* Instructions for the task: Rewrite the entries below with every occurrence of "rough mask" replaced by "coarse mask" and everything else unchanged. Leave the pictures out of your answer.

* Information:
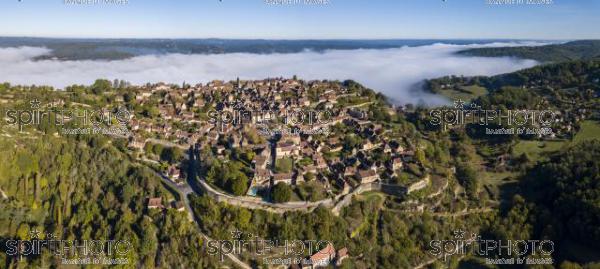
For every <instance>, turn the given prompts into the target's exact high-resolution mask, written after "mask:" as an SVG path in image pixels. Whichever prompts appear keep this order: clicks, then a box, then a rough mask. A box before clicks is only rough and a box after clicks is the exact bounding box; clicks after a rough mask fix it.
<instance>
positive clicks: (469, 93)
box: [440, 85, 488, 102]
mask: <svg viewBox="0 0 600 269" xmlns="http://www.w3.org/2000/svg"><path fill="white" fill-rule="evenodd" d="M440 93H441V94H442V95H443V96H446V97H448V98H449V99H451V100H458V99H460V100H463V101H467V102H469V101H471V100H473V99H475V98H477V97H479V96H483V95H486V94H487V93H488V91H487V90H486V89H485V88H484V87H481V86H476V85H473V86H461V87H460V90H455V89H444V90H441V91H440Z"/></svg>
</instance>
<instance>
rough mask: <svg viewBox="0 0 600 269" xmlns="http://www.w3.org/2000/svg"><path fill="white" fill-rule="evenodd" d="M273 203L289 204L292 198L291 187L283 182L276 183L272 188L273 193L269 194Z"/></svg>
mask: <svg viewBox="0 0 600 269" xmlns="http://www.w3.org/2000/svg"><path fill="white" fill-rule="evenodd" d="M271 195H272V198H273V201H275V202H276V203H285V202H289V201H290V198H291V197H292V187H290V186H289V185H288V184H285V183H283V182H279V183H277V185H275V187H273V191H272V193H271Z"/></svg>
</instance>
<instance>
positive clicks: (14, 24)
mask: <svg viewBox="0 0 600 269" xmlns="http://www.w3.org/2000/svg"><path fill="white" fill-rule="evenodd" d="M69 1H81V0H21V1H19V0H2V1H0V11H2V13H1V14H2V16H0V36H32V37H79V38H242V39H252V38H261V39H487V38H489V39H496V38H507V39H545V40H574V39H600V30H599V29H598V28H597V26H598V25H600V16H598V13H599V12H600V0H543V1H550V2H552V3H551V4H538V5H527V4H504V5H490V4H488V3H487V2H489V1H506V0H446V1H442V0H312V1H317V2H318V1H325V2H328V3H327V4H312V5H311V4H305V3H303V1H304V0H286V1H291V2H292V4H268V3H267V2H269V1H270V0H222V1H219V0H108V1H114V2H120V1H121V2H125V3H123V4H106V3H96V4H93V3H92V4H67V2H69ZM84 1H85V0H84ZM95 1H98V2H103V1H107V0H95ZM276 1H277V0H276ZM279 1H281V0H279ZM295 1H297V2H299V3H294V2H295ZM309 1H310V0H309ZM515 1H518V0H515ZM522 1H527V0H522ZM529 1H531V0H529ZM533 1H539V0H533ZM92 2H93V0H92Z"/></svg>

* Finished task:
For every <instance>, turn the given prompts into the target's exact high-resolution mask, written after "mask:" as an SVG path in image pixels. Whichever prompts appear keep this order: clicks, then a box, then a coarse mask. A box before clicks is only rough and a box after clicks is the exact bounding box; clicks after a coarse mask fix it.
<instance>
positive clicks: (469, 93)
box: [440, 85, 488, 102]
mask: <svg viewBox="0 0 600 269" xmlns="http://www.w3.org/2000/svg"><path fill="white" fill-rule="evenodd" d="M440 93H441V94H442V95H443V96H446V97H448V98H449V99H451V100H458V99H460V100H463V101H467V102H469V101H471V100H473V99H475V98H477V97H479V96H483V95H486V94H487V93H488V91H487V90H486V89H485V88H484V87H481V86H476V85H473V86H461V87H460V90H455V89H444V90H441V91H440Z"/></svg>
</instance>
<instance>
coarse mask: <svg viewBox="0 0 600 269" xmlns="http://www.w3.org/2000/svg"><path fill="white" fill-rule="evenodd" d="M273 203L289 204L292 198L291 187L283 182L276 183L272 188L273 193L269 194Z"/></svg>
mask: <svg viewBox="0 0 600 269" xmlns="http://www.w3.org/2000/svg"><path fill="white" fill-rule="evenodd" d="M271 195H272V198H273V201H275V202H276V203H285V202H289V201H290V198H291V197H292V187H290V186H289V185H288V184H285V183H283V182H279V183H277V185H275V187H273V191H272V193H271Z"/></svg>
</instance>
<instance>
positive clicks: (14, 24)
mask: <svg viewBox="0 0 600 269" xmlns="http://www.w3.org/2000/svg"><path fill="white" fill-rule="evenodd" d="M69 1H81V0H21V1H19V0H2V1H0V11H2V13H1V14H2V16H0V36H32V37H79V38H242V39H252V38H261V39H487V38H489V39H496V38H507V39H545V40H574V39H600V30H599V29H598V28H597V26H598V25H600V16H598V13H599V12H600V0H543V1H550V2H552V3H551V4H538V5H527V4H504V5H490V4H488V3H487V2H489V1H506V0H446V1H442V0H312V1H317V2H318V1H325V2H328V3H327V4H312V5H311V4H305V3H303V1H304V0H286V1H291V2H292V4H268V3H267V2H269V1H270V0H222V1H219V0H108V1H114V2H120V1H121V2H125V3H123V4H106V3H96V4H93V3H92V4H67V2H69ZM84 1H85V0H84ZM95 1H98V2H103V1H107V0H95ZM276 1H277V0H276ZM279 1H281V0H279ZM295 1H297V2H299V3H294V2H295ZM309 1H310V0H309ZM515 1H518V0H515ZM522 1H527V0H522ZM529 1H531V0H529ZM533 1H539V0H533ZM92 2H93V0H92Z"/></svg>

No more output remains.